**Problem statement:**
Below are entries; work out how many of their lines hold "club", giving only that number.

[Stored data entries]
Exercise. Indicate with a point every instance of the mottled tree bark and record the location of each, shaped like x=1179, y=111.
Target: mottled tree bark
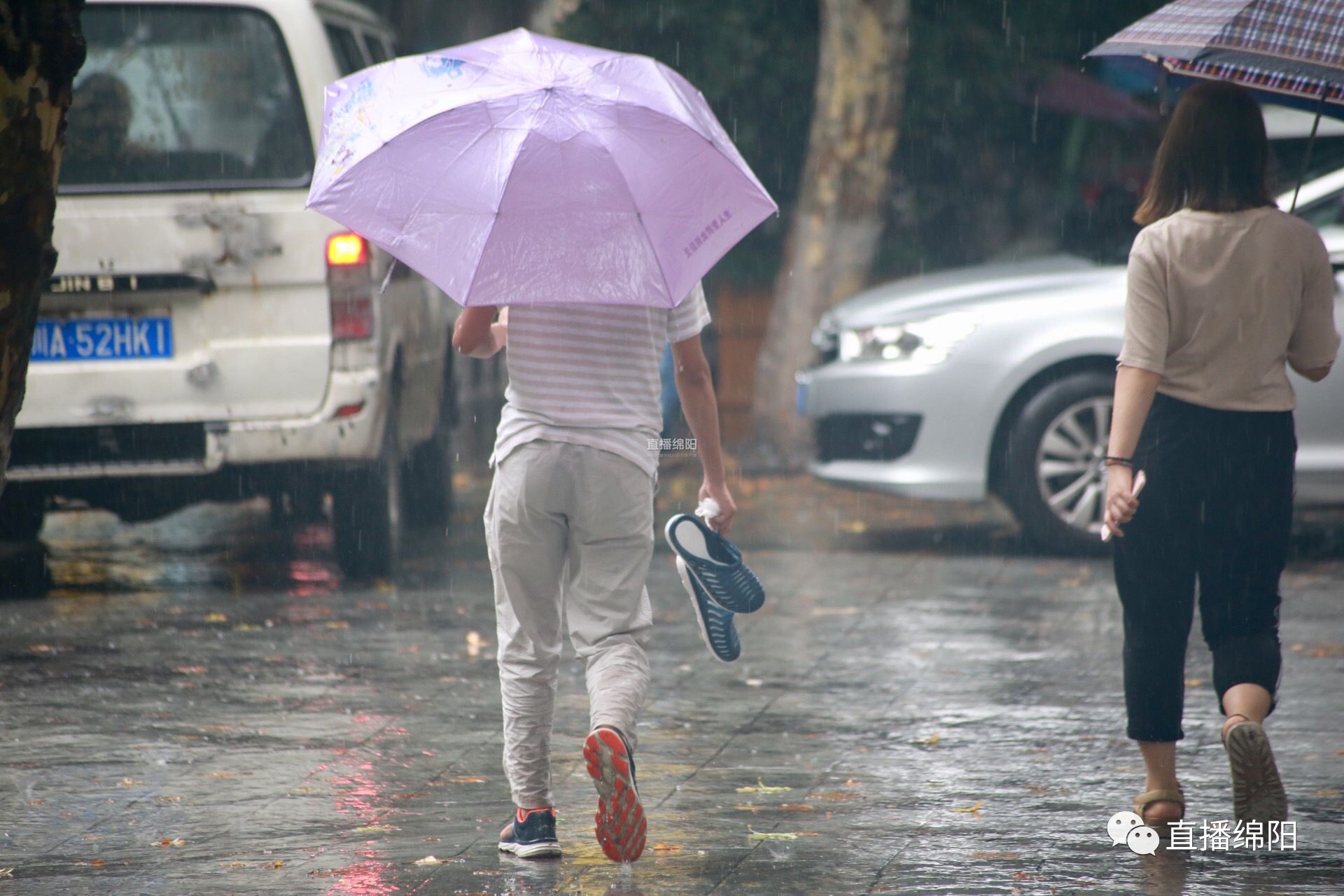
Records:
x=41, y=50
x=841, y=207
x=547, y=15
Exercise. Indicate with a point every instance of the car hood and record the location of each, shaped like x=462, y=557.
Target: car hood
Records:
x=955, y=289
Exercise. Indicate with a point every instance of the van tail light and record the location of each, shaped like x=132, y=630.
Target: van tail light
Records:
x=350, y=281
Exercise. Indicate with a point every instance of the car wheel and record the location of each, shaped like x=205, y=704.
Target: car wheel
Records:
x=368, y=514
x=1056, y=463
x=429, y=473
x=22, y=512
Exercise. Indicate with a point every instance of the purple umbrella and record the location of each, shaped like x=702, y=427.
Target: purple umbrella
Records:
x=521, y=169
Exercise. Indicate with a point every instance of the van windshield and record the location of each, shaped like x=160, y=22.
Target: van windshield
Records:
x=185, y=99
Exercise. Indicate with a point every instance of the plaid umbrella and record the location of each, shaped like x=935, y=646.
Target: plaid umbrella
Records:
x=1288, y=51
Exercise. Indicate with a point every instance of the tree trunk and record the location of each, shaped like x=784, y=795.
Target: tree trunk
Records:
x=547, y=15
x=41, y=50
x=841, y=204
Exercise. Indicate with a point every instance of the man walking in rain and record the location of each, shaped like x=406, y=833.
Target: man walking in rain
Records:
x=570, y=532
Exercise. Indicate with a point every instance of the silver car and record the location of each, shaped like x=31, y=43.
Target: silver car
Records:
x=997, y=381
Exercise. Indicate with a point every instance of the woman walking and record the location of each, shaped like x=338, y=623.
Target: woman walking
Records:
x=1225, y=289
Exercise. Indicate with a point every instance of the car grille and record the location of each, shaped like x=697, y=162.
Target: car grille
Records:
x=866, y=437
x=106, y=448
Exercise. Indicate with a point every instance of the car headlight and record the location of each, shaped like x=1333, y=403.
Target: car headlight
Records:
x=925, y=342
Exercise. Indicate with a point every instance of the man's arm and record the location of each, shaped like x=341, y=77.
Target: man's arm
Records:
x=695, y=387
x=477, y=333
x=1315, y=374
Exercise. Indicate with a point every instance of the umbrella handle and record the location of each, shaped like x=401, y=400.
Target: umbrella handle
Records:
x=1310, y=143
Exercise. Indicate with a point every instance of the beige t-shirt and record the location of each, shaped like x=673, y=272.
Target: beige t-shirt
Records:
x=1219, y=301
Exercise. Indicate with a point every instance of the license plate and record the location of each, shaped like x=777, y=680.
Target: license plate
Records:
x=102, y=339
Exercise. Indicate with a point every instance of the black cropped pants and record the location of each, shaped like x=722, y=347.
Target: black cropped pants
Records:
x=1218, y=510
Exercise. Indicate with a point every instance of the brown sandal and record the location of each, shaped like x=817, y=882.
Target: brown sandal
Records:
x=1144, y=801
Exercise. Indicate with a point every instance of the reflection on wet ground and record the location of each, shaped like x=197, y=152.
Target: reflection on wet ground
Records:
x=203, y=706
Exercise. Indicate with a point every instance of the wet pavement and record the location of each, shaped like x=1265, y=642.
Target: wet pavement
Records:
x=202, y=706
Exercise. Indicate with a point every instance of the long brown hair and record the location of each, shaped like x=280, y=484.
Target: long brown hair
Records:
x=1214, y=156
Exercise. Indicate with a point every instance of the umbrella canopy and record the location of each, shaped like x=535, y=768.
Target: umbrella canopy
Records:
x=1289, y=51
x=522, y=169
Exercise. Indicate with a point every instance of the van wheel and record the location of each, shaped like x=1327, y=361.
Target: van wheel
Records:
x=22, y=512
x=1056, y=479
x=368, y=514
x=429, y=473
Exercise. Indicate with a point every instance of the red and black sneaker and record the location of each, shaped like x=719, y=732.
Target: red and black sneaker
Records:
x=531, y=834
x=620, y=817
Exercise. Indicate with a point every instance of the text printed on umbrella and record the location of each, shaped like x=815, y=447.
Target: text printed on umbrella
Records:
x=705, y=234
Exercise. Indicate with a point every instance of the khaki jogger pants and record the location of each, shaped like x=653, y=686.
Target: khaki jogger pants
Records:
x=570, y=531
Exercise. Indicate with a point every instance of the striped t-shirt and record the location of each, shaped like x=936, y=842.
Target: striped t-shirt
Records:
x=589, y=375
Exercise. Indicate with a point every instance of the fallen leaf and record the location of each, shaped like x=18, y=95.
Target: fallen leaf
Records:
x=762, y=789
x=757, y=834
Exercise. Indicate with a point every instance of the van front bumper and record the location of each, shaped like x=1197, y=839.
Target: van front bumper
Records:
x=347, y=429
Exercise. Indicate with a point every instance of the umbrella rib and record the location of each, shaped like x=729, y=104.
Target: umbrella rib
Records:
x=638, y=216
x=495, y=218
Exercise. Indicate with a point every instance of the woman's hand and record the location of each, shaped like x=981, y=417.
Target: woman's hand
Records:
x=1121, y=503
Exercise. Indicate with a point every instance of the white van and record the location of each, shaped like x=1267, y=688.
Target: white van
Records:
x=206, y=336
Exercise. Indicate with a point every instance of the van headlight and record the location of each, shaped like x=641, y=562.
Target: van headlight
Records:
x=924, y=342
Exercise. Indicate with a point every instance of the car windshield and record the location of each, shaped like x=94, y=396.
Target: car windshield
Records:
x=182, y=99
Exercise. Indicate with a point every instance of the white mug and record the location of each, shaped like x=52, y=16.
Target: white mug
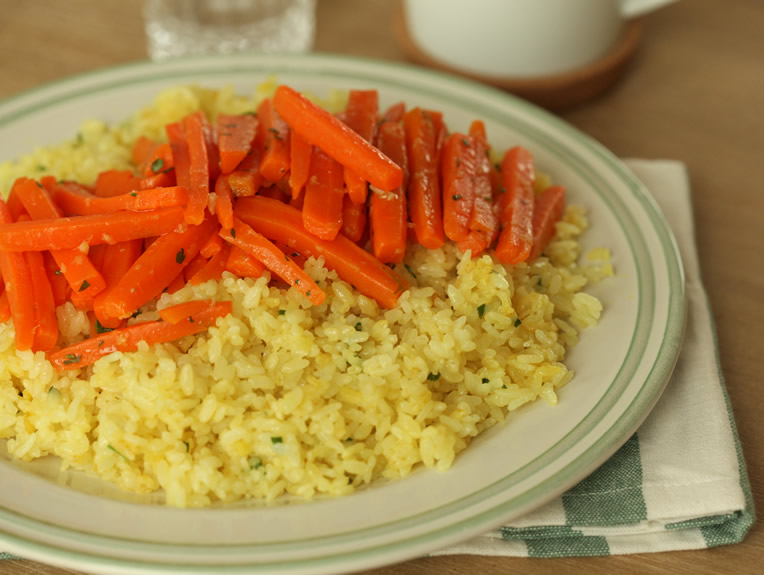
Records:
x=519, y=38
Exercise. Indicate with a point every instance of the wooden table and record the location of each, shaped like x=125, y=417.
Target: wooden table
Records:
x=693, y=93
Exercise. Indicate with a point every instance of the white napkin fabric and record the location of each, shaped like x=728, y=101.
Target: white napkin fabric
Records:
x=680, y=482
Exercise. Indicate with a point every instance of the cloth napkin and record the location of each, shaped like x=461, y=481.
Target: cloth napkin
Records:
x=680, y=481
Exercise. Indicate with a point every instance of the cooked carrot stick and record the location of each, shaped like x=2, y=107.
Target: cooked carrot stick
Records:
x=394, y=113
x=323, y=130
x=484, y=221
x=257, y=245
x=5, y=307
x=194, y=127
x=113, y=183
x=126, y=339
x=548, y=209
x=18, y=285
x=82, y=276
x=360, y=116
x=322, y=209
x=213, y=269
x=156, y=268
x=242, y=264
x=516, y=216
x=46, y=329
x=300, y=153
x=143, y=148
x=387, y=210
x=424, y=197
x=283, y=223
x=224, y=201
x=160, y=161
x=118, y=259
x=72, y=232
x=274, y=163
x=235, y=136
x=74, y=200
x=58, y=283
x=354, y=218
x=247, y=179
x=459, y=169
x=180, y=154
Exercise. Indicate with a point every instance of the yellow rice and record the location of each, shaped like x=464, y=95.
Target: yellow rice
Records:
x=284, y=398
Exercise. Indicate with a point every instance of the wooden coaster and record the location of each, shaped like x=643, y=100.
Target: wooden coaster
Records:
x=555, y=92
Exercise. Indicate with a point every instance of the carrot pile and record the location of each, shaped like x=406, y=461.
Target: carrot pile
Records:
x=252, y=192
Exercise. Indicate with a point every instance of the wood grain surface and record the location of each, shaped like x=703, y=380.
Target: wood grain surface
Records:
x=693, y=93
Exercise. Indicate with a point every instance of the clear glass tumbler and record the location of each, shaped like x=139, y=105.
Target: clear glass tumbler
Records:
x=185, y=27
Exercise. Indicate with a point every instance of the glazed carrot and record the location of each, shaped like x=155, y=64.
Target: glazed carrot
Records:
x=73, y=200
x=257, y=245
x=324, y=131
x=58, y=283
x=548, y=210
x=223, y=202
x=156, y=268
x=246, y=179
x=194, y=127
x=72, y=232
x=212, y=246
x=178, y=283
x=300, y=153
x=126, y=339
x=18, y=285
x=274, y=134
x=213, y=269
x=182, y=311
x=459, y=169
x=484, y=222
x=82, y=276
x=516, y=216
x=394, y=113
x=113, y=183
x=387, y=210
x=180, y=154
x=360, y=116
x=160, y=161
x=118, y=259
x=283, y=223
x=46, y=329
x=143, y=149
x=235, y=136
x=242, y=264
x=322, y=209
x=5, y=307
x=354, y=218
x=424, y=195
x=196, y=264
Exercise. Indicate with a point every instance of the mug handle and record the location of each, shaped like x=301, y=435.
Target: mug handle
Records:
x=633, y=8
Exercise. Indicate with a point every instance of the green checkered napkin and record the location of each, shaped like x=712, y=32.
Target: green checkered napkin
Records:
x=680, y=482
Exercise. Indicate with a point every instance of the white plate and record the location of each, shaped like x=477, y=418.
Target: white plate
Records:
x=621, y=366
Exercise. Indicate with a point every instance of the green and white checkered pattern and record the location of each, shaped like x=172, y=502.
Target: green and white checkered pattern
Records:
x=680, y=482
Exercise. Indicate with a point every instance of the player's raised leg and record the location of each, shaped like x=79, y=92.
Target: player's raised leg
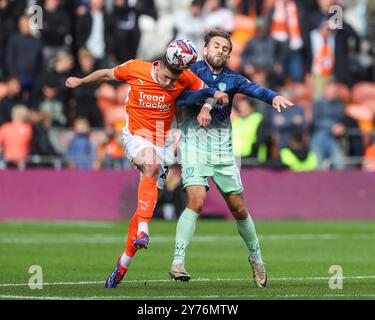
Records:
x=125, y=258
x=185, y=230
x=148, y=163
x=246, y=229
x=138, y=232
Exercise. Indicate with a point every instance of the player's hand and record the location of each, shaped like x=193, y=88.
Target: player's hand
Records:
x=221, y=97
x=280, y=102
x=73, y=82
x=204, y=117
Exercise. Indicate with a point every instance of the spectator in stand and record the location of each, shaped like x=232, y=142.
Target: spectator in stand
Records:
x=15, y=137
x=345, y=46
x=24, y=58
x=328, y=128
x=41, y=144
x=323, y=58
x=246, y=7
x=94, y=30
x=56, y=28
x=369, y=157
x=114, y=149
x=126, y=31
x=296, y=154
x=189, y=24
x=284, y=23
x=12, y=97
x=60, y=67
x=82, y=153
x=250, y=132
x=217, y=17
x=370, y=18
x=262, y=52
x=51, y=104
x=284, y=124
x=10, y=11
x=84, y=96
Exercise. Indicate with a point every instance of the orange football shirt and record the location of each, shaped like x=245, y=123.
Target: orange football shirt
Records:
x=150, y=108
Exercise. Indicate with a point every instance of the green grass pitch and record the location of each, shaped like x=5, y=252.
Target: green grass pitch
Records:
x=76, y=257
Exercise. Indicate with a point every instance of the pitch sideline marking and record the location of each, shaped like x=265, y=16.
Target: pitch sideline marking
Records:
x=181, y=297
x=193, y=280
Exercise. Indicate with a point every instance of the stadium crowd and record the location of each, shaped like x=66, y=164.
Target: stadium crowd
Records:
x=302, y=49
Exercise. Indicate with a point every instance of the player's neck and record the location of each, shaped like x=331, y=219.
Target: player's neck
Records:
x=215, y=71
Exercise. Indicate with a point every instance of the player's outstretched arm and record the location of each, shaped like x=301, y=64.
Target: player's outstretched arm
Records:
x=281, y=102
x=96, y=76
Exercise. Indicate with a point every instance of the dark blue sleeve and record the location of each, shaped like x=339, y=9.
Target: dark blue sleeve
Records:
x=189, y=97
x=251, y=89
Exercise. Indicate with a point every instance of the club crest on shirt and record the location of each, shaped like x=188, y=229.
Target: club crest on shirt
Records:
x=222, y=86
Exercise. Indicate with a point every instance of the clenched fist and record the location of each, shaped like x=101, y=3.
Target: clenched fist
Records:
x=73, y=82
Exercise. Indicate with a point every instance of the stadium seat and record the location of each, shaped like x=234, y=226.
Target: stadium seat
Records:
x=244, y=29
x=363, y=114
x=344, y=93
x=363, y=91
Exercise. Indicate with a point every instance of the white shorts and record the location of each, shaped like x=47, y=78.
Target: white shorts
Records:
x=133, y=144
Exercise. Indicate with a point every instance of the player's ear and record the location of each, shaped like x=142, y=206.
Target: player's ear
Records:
x=205, y=51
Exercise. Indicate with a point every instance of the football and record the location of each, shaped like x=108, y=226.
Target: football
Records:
x=181, y=53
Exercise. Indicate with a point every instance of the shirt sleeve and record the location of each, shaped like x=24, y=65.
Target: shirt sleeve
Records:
x=189, y=97
x=251, y=89
x=121, y=72
x=192, y=81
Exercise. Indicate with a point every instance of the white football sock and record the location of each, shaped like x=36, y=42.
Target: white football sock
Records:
x=125, y=260
x=142, y=227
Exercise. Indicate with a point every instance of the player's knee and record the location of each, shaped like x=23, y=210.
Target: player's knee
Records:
x=196, y=202
x=151, y=170
x=239, y=212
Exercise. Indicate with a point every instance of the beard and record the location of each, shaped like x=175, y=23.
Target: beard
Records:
x=216, y=62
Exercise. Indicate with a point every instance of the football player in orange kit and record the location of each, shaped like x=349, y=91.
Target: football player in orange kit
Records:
x=150, y=108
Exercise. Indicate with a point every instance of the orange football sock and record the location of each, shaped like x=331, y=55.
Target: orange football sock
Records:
x=147, y=197
x=130, y=250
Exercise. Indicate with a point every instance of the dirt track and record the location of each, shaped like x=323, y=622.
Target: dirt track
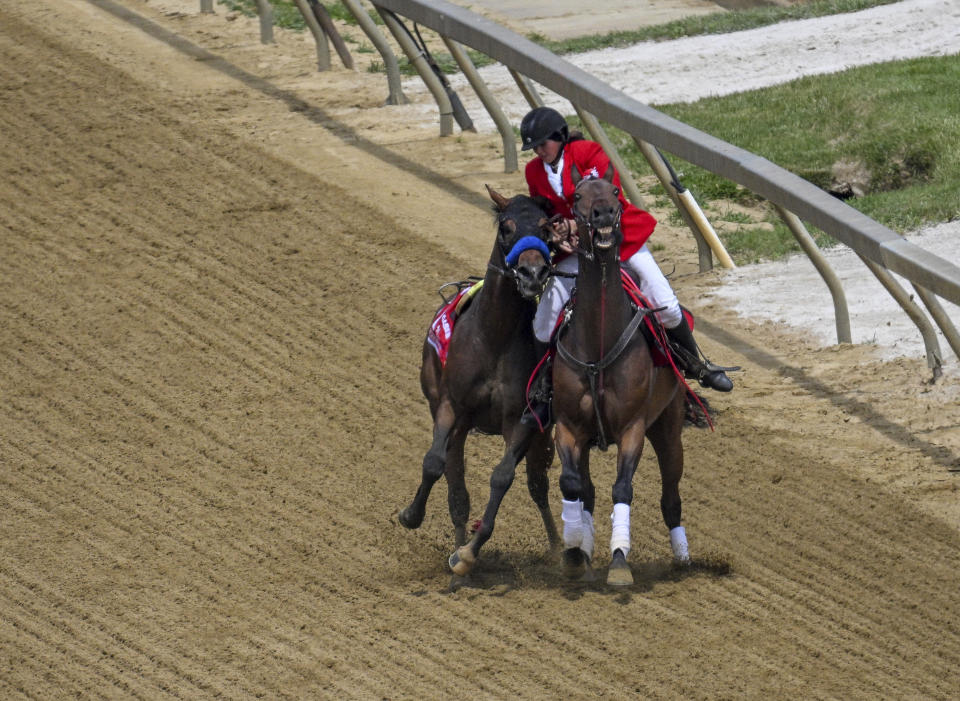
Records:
x=212, y=305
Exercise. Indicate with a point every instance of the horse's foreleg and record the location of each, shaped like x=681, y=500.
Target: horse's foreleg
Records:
x=463, y=559
x=665, y=437
x=539, y=458
x=573, y=515
x=434, y=463
x=630, y=448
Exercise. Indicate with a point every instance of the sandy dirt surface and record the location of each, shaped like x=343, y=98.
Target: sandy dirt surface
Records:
x=213, y=298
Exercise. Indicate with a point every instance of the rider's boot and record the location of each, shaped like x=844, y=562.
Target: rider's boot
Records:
x=538, y=411
x=693, y=363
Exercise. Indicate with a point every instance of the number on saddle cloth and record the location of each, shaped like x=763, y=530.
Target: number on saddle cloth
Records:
x=441, y=328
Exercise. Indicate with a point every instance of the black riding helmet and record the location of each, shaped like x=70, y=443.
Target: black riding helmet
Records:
x=540, y=124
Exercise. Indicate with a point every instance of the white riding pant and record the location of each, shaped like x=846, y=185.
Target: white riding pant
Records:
x=653, y=285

**Solution to this problem:**
2